- _What the exercise asks_:
Reproduce the listing below word for word, with every line unchanged and in its original order.

- _Supplied data_:
******************************
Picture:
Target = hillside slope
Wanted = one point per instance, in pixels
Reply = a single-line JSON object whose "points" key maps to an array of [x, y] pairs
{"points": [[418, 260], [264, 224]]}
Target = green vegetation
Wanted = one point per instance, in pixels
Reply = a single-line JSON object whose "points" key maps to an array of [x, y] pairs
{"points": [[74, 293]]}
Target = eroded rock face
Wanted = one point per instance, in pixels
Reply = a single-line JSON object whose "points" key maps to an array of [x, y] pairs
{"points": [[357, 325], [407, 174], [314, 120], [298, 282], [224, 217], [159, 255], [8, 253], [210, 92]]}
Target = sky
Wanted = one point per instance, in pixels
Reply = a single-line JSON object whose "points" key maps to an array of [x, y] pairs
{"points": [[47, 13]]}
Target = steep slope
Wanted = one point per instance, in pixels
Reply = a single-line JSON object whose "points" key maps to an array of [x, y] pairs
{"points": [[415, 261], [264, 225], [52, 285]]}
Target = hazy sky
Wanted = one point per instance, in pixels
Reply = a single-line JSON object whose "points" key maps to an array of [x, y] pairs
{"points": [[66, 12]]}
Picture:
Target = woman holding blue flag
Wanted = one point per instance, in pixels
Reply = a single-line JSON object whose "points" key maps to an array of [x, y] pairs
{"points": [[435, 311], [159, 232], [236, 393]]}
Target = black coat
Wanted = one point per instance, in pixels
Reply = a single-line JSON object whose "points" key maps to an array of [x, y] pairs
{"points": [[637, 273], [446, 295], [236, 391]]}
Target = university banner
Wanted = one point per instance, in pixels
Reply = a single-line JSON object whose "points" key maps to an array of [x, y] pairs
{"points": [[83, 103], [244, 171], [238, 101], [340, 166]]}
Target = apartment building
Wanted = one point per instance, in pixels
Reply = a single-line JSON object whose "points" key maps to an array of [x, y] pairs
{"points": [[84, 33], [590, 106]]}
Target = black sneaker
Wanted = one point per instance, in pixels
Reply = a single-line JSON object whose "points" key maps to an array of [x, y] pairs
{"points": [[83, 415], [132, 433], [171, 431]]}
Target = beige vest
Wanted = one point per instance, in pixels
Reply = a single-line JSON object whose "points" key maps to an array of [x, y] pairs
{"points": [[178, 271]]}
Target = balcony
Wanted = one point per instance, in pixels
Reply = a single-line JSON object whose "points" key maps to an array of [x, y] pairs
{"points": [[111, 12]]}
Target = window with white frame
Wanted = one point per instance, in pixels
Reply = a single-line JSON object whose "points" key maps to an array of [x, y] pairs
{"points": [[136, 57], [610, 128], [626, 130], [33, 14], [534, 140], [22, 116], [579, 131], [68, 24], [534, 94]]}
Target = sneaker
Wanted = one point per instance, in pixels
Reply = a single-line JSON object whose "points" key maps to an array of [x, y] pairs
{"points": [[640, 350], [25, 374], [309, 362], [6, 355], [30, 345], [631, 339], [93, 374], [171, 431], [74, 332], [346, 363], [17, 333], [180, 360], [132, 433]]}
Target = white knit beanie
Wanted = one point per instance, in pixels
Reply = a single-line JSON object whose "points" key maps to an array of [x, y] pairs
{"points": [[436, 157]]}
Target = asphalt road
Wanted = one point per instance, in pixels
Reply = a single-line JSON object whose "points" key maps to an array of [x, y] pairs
******************************
- _Exercise result_:
Picture:
Target = hillside slope
Wanted = one point per instance, in pixels
Reply = a single-line JSON object whose "points" key maps to an array of [x, y] pairs
{"points": [[418, 260], [264, 224]]}
Target = green vegetation
Wanted = one point per instance, in pixels
Reply = a single-line JSON object whose "points" key maps to an array of [x, y] pairs
{"points": [[74, 293]]}
Target = eroded rock face
Wanted = one point per instance, in pixels
Reply = a single-line JSON object whose "points" key maps to an array of [x, y] pairs
{"points": [[357, 325], [407, 174], [314, 120], [298, 282], [224, 217], [159, 255], [8, 253], [210, 92]]}
Target = sky
Wanted = one point per instance, in pixels
Reply = a single-line JSON object whose "points" key maps to an array of [x, y] pairs
{"points": [[47, 13]]}
Target = steep slope
Wanted = one point per instance, in pixels
Reply = a single-line JSON object whose "points" key maps to an array of [x, y] pairs
{"points": [[415, 261], [264, 225], [52, 285]]}
Target = hazy sky
Wanted = one point per instance, in pixels
Reply = a single-line JSON object whose "points" key maps to an array of [x, y] pairs
{"points": [[66, 12]]}
Picture:
Target = woman holding blue flag
Wanted = one point per instance, in pixels
Reply = a single-line JSON object whose "points" key maps to an array of [x, y] pairs
{"points": [[435, 311], [159, 232], [236, 393]]}
Target = black coat
Wanted = one point per instance, in pixels
Reply = a single-line JSON object whose "points" key maps to an array of [x, y] pairs
{"points": [[637, 273], [446, 295], [236, 391]]}
Target = university banner
Wanted = one point per instance, in pixels
Reply = a single-line JSON object whose "points" key maps to an array of [x, y] pairs
{"points": [[83, 103], [244, 171], [238, 101], [340, 166]]}
Target = apartment building
Wanted = one point per instance, in pixels
Reply = a single-line JSON object whose "points" key maps to an array of [x, y] pairs
{"points": [[84, 33], [590, 106]]}
Target = black sneaker
Wanted = one point per instance, in pixels
Reply = a single-line JSON object whose "points" key maps to an array of [x, y] pairs
{"points": [[83, 415], [132, 433], [171, 431]]}
Target = beige vest
Wanted = one point per instance, in pixels
Reply = a single-line JSON object whose "points" key maps to an array of [x, y] pairs
{"points": [[178, 271]]}
Target = balcony
Wanted = one point per instance, in pixels
Reply = a single-line JSON object whose "points" key maps to an array of [x, y] pairs
{"points": [[111, 12]]}
Target = window with white frame
Wanted = one point per instance, in pixels
Reply = a single-line JSON object whose "points" key maps to an array of [x, y] pairs
{"points": [[136, 57], [610, 128], [626, 130], [33, 14], [534, 140], [22, 116], [579, 131], [68, 24], [534, 94]]}
Target = sneaker
Wanted = one point per instance, in pixels
Reply = a single-line JSON object whose "points" key maps to an array of [x, y] pairs
{"points": [[640, 350], [25, 374], [309, 362], [6, 355], [30, 345], [631, 339], [93, 374], [171, 431], [74, 332], [346, 363], [17, 333], [180, 360], [132, 433]]}
Target = white knit beanie
Wanted = one point per instance, in pixels
Reply = a single-line JSON object whose "points" key maps to an array of [x, y] pairs
{"points": [[436, 157]]}
Target = asphalt road
Wanted = one point per instance, in pixels
Reply = a single-line JSON object whose "points" key maps to an array of [x, y] pairs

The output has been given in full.